Kutipan:
......
Kudeta istana telah terjadi di Paraguay. Sabtu, 23 Juni 2012, parlemen Paraguay menggulingkan Fernando Lugo, presiden yang terpilih secara demokratis. Parlemen yang didominasi oleh wakil-wakil oligarki Paraguay itu menilai bahwa Lugo telah gagal memenuhi kewajibannya dalam memelihara tertib sosial. 

Khas adab dan fatsun burjuis, kudeta itu menempuh jalur yang konstitusional. Dasarnya “jelas.” Konstitusi Paraguay pasal 225 mengizinkan pemakzulan bila presiden dinilai menyalahgunakan jabatan atau melakukan kejahatan. Wakil-wakil oligarki menggunakan pasal itu pasca insiden berdarah konflik agraria 15 Juni, yang menewaskan 6 orang polisi dan 11 orang petani. Melalui pemungutan suara, parlemen menggulingkan Lugo dengan 39 suara pro dan 4 suara kontra. Benar-benar konstitusional!

Tapi justru di sinilah letak persoalannya. Bagi kita kaum Sosialis, “prosedur yang benar-benar konstitusional” hanyalah salah satu dari sekian banyak cara yang bisa digunakan burjuasi dan imperialis untuk mempertahankan kekuasaan mereka. Dalam kasus Lugo, mereka bisa menggunakan prosedur yang konstitusional. Ini kena-mengena dengan perimbangan kekuatan di parlemen. Tapi dalam kasus yang berbeda, mereka tidak segan-segan menggunakan cara yang lain – bahkan cara yang paling biadab sekalipun.

Tentu kita belum lupa percobaan-percobaan kudeta terhadap Rafael Correa di Ekuador, Evo Morales di Bolivia, Zelaya di Honduras, Chavez di Venezuela. Jauh sebelumnya, pada tahun 1973, percobaan kudeta oleh Jenderal Pinoche, dengan restu dan dukungan penuh imperialis AS, berhasil menggulingkan presiden kiri Salvador Allende. Untuk Indonesia, kita juga tidak lupa kudeta Jenderal Soeharto terhadap Presiden Sukarno, yang “merangkak” di antara mayat-mayat kaum buruh dan tani yang bergelimpangan serta hancurnya PKI dalam Teror Putih 1965-1966.

Menyusul penggulingan Lugo, anggota parlemen Carlos Maria menegaskan, “Tidak ada yang ilegal di sini, tidak ada yang inkonstitusional di sini, tidak ada kudeta.” Federico Franco, wapres sekaligus rival Lugo yang sekarang menduduki kursi kepresidenan, menandaskan,

“Situasinya tidak mudah. Saya menyadari komunitas internasional merasa tidak nyaman. Saya menyatakan dan kembali menegaskan: tidak ada kup di sini. Tidak ada keruntuhan institusional. Ini telah dilakukan sesuai dengan konstitusi dan undang-undang. Ini merupakan suatu situasi legal yang oleh konstitusi dan undang-undang negeri saya diizinkan untuk dilakukan guna melakukan perubahan-perubahan seturut tuntutan situasi. Apa yang dilakukan adalah suatu pengadilan politik yang sesuai dengan konstitusi dan undang-undang.”
......
Bahan:
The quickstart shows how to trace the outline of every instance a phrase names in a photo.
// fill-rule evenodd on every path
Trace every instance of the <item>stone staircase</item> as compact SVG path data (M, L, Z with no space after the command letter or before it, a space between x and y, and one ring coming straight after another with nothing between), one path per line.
......
Tujuan Tugas:
Tulis lagi bagian teks tentang penggulingan Lugo di Paraguay dari "Kudeta istana telah" sampai "memelihara tertib sosial.", sama persis huruf demi huruf.

Jawaban Latihan:
Kudeta istana telah terjadi di Paraguay. Sabtu, 23 Juni 2012, parlemen Paraguay menggulingkan Fernando Lugo, presiden yang terpilih secara demokratis. Parlemen yang didominasi oleh wakil-wakil oligarki Paraguay itu menilai bahwa Lugo telah gagal memenuhi kewajibannya dalam memelihara tertib sosial.